START DATA EXTRACT
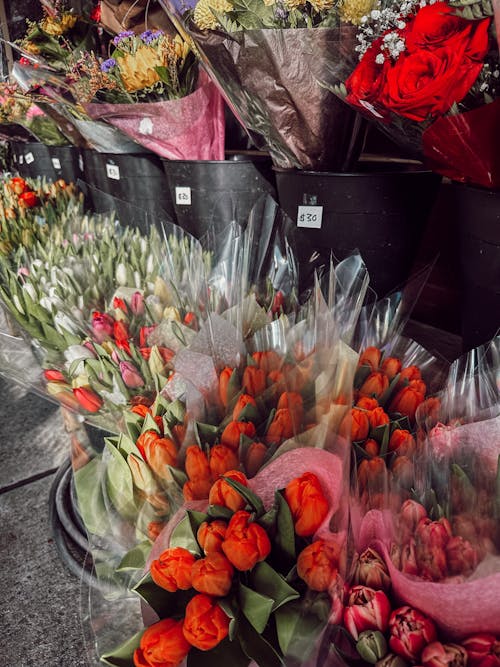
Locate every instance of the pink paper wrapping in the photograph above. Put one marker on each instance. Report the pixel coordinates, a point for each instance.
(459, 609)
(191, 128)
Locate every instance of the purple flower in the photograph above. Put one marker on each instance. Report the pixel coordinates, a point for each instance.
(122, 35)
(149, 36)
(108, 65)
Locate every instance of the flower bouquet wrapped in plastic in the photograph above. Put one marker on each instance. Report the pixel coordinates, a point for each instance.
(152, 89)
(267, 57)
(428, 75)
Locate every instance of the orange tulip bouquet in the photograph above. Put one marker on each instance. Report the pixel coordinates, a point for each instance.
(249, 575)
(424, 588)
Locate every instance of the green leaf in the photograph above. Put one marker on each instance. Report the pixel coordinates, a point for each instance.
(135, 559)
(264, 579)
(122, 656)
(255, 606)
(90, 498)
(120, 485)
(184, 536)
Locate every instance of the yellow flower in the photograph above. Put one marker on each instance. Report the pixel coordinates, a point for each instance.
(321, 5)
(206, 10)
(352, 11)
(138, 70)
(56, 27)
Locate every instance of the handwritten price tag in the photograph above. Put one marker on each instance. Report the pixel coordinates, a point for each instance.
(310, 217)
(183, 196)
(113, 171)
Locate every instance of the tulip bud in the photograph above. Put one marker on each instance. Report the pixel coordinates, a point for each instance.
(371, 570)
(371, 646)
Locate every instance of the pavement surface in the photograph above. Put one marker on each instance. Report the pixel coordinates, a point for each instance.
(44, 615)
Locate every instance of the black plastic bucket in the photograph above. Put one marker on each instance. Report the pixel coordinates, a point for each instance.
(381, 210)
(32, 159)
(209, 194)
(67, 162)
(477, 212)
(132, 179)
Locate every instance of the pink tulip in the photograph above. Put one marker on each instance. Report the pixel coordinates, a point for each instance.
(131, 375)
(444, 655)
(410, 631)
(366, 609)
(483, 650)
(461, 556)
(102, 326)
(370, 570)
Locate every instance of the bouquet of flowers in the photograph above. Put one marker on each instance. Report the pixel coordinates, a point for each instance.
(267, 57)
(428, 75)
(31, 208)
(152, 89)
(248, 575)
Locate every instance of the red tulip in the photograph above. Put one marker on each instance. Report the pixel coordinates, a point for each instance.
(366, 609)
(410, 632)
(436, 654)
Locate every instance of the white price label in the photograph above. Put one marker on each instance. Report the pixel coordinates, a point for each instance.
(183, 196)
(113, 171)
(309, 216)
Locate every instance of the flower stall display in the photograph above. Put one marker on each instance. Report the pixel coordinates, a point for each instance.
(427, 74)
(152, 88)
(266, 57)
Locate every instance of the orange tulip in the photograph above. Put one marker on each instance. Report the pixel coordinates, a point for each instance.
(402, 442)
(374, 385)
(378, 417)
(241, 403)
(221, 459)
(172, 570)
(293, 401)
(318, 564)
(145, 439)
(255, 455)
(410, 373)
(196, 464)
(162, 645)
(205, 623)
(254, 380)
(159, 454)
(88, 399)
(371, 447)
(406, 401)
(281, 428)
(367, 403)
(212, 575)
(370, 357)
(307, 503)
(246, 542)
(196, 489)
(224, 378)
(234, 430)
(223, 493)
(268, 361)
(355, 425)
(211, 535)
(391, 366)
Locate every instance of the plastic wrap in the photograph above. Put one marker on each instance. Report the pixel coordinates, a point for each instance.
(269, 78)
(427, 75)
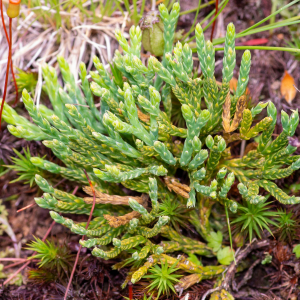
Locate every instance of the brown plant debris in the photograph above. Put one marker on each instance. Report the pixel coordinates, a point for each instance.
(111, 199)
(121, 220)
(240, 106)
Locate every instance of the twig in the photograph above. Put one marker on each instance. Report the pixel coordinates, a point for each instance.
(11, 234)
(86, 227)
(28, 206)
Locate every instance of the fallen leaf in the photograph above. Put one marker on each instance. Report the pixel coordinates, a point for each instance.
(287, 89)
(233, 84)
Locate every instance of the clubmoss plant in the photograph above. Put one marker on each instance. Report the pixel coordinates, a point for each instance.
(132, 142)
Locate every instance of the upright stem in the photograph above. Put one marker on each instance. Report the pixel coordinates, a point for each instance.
END DATA EXTRACT
Rewrite every line of the data above, from the line containing "Locate every instance of the brown" through the end of the data (both ends included), keeping the request lines and adding -18 to each pixel coordinate value in the answers.

Locate every instance of the brown plant debris in the photograph above. Put one marker on each instance. Report the pixel coordinates, a point for each instance.
(93, 181)
(103, 202)
(222, 88)
Locate every instance of the twig in the photograph above. Put one marker on each instance. Report the pixel coordinates, a point for each instance.
(-7, 216)
(68, 209)
(10, 188)
Locate every instance of the fallen leaf in the photograph above. Put one marker on each instance. Report the pixel coordinates, a point for each instance.
(269, 71)
(215, 66)
Locate every instance of the clubmoss plant in the photograph above. Put one marker on each instance. Report the pixel coordinates, a point for each instance.
(114, 124)
Locate every instance of the upright stem in the photograph above. Put one marker on each instance. Report the pixel coordinates, a point for each instance.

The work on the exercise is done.